- _EXERCISE DESCRIPTION_
Send each entry back exactly as given, pictures excluded.

- _INFORMATION PROVIDED_

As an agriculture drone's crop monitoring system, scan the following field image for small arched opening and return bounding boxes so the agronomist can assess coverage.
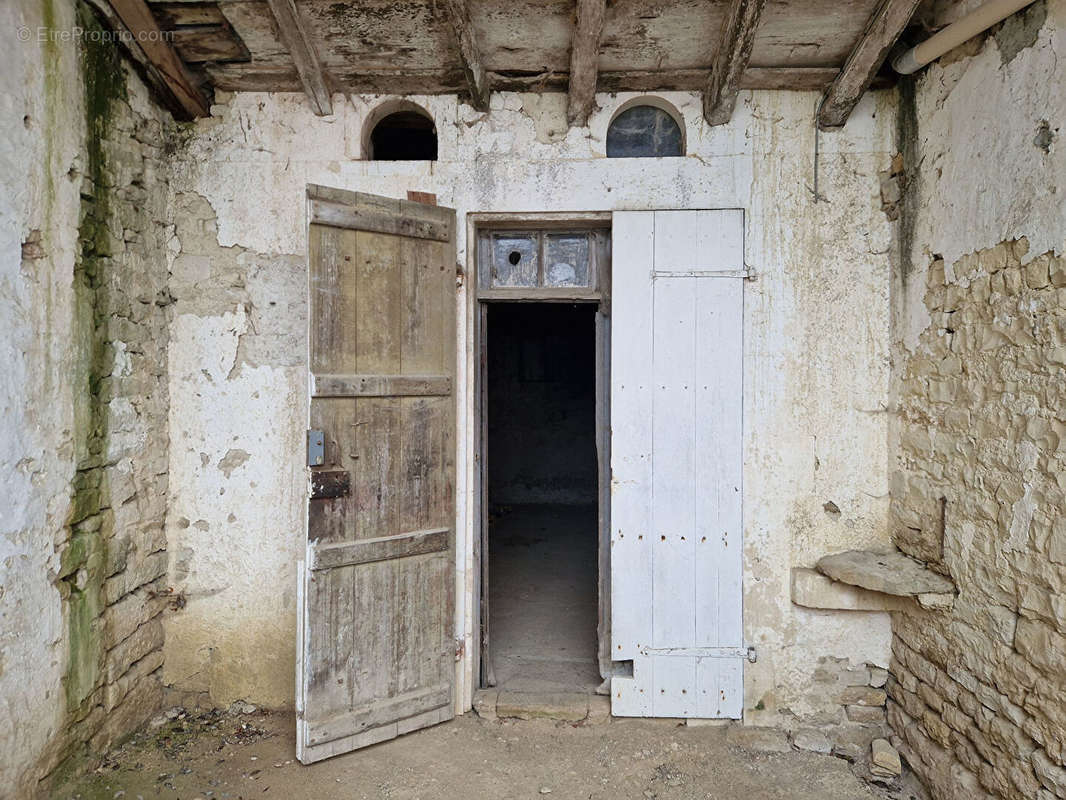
[607,97,684,158]
[364,101,437,161]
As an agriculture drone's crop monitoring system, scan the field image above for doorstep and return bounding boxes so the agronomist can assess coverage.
[473,689,611,724]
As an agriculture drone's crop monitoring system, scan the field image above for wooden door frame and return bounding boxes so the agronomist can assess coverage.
[466,211,612,690]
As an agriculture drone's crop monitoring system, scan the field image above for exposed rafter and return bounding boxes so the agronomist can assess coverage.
[267,0,333,116]
[566,0,607,127]
[102,0,211,119]
[441,0,489,111]
[704,0,765,125]
[818,0,921,128]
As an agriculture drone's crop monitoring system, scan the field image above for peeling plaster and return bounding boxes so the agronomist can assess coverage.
[164,83,897,724]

- _ANSWER TO THIS EXERCISE_
As an agriculture drone's crop monitoring system, scan the following field image for small arched opening and return bounding boxes so the agronomist can assess coverage.
[607,97,684,158]
[364,101,437,161]
As an agriculture drone's crop monitoring system, scan the field image above for doorstep and return bounding boxes so the agronomist can assess coverage.
[473,689,611,724]
As an agriculture drone's crop monitoring system, scan the field image above for wooden door frame and return bounding boxes so the agronomist can assess coverage.
[466,211,612,690]
As an agriculture drone's crop monitoring system, scan the field image above for exposed rafter and return bounding boxes so the agronomist can assess coverage.
[267,0,333,116]
[566,0,607,127]
[102,0,211,119]
[441,0,489,111]
[704,0,765,125]
[818,0,921,128]
As an agriculture drone's crop monitoring system, scan the field image above for peeling plaster and return bounding boxes so the agronomist can assess coverage.
[164,83,897,724]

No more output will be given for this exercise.